Dataset.

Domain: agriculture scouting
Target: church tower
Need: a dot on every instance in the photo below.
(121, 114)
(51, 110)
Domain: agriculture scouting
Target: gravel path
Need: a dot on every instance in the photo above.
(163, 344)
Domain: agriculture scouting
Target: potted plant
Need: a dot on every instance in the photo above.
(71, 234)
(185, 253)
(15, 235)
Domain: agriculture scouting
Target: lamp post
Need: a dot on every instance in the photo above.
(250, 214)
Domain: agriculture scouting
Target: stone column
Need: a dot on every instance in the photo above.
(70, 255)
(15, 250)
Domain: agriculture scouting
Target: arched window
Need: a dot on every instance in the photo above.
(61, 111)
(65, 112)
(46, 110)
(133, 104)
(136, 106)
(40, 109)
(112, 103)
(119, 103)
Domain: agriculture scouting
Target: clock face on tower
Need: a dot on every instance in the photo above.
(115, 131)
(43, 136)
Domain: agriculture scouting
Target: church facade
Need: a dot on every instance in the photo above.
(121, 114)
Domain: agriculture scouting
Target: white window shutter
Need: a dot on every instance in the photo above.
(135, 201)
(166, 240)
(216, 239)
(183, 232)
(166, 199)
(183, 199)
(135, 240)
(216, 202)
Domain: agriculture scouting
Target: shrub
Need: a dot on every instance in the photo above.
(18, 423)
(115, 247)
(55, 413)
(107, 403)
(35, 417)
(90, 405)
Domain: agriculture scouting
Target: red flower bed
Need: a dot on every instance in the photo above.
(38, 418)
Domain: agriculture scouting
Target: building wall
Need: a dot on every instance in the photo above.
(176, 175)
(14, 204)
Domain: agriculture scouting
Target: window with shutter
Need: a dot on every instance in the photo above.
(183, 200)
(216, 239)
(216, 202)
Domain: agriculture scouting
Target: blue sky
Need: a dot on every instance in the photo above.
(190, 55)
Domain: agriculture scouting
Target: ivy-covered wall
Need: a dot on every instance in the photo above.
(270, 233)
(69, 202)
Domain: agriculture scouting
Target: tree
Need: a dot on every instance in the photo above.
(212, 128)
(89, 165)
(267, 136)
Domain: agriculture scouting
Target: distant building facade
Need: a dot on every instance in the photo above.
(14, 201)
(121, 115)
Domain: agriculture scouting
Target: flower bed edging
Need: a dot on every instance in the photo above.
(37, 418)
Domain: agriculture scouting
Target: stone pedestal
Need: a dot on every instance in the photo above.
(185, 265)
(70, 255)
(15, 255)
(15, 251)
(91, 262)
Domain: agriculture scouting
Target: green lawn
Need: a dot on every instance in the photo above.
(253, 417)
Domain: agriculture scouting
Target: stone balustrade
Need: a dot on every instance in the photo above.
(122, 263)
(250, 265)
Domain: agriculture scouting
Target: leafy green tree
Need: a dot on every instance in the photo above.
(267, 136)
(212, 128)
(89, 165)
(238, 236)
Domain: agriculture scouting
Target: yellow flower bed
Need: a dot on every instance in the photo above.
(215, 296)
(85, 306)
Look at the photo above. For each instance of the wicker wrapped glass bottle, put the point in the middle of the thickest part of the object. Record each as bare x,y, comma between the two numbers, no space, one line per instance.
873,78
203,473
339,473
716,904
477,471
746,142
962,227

Objective. Print every line of the records exactly. Omit nothing.

The answer.
Domain: agriculture scouting
Target: church tower
Need: a dot on every instance in the photo below.
(121, 114)
(51, 110)
Domain: agriculture scouting
Target: gravel path
Need: a dot on every instance in the photo above.
(163, 344)
Domain: agriculture scouting
Target: potted plant
Need: a dot on every instance in the photo above.
(71, 234)
(185, 253)
(15, 235)
Domain: agriculture scouting
Target: lamp post
Need: a dot on every instance in the photo above.
(250, 214)
Domain: agriculture scouting
Target: stone column
Need: a dot on every instance in the photo above.
(70, 255)
(15, 250)
Domain: agriculture scouting
Target: arched window
Need: a dot on every instance in the photo above.
(61, 111)
(65, 112)
(46, 110)
(133, 104)
(136, 106)
(40, 109)
(112, 103)
(119, 103)
Domain: agriculture scouting
Target: clock face on tower
Need: a dot on every instance in the photo above.
(115, 131)
(43, 136)
Domain: agriculture scouting
Target: church facade
Need: a dot on every instance in the photo above.
(121, 114)
Domain: agriculture scouting
Target: white window shutter
Need: a dot on every instance in the photo above.
(135, 201)
(166, 240)
(216, 239)
(183, 232)
(166, 199)
(183, 199)
(135, 240)
(216, 202)
Domain: agriculture scouting
Target: shrub
Need: a dot on every instance in the photo above.
(18, 423)
(115, 247)
(55, 413)
(107, 403)
(35, 417)
(90, 405)
Domain: agriculture scouting
Target: red flower bed
Need: a dot on every instance in the photo above.
(38, 418)
Domain: agriculture scouting
Target: building wall
Need: a dot on every instance in the photo above.
(176, 175)
(14, 204)
Domain: agriculture scouting
Target: window with shutter
Need: a dot on every instance in the photo above.
(183, 200)
(216, 239)
(216, 202)
Domain: agriculture scouting
Target: blue sky
Need: a dot on every instance in the photo above.
(190, 55)
Domain: agriculture scouting
Target: ivy-covered wall
Need: a dot on every instance in the photo above.
(270, 233)
(69, 202)
Domain: agriculture scouting
Target: tree
Need: a dot on every instance in the photo above.
(212, 128)
(89, 165)
(267, 136)
Domain: agriculture scouting
Target: distant building facade
Need: a dot on every instance in the photo above.
(14, 201)
(121, 115)
Domain: agriculture scouting
Target: flower bed edging
Need: a dot on every instance in the photo above.
(37, 418)
Domain: agriculture scouting
Target: stone pedestal
Need: a dot on every instance in the photo above.
(185, 265)
(70, 255)
(15, 255)
(15, 251)
(91, 262)
Domain: agriculture scouting
Target: green lawn
Need: a dot on every instance in the photo above.
(253, 417)
Domain: agriculture scouting
Target: stone balustrade
Need: a dot on every instance in the photo above.
(122, 263)
(250, 265)
Domain: agriculture scouting
Target: leafy green tree
Need: a dot on every instance in the photo above.
(267, 136)
(212, 128)
(89, 165)
(238, 236)
Domain: agriculture scouting
Target: yellow flower bed
Need: a dot on every instance in the photo above.
(215, 296)
(85, 306)
Look at the photo above. For each instance of the wicker wrapped glass bottle, put the point in the middle of the thickest part of the object. Record each as bare x,y, comma between the two numbers, no space, one line per instance.
873,78
203,473
339,473
716,904
477,471
746,142
962,227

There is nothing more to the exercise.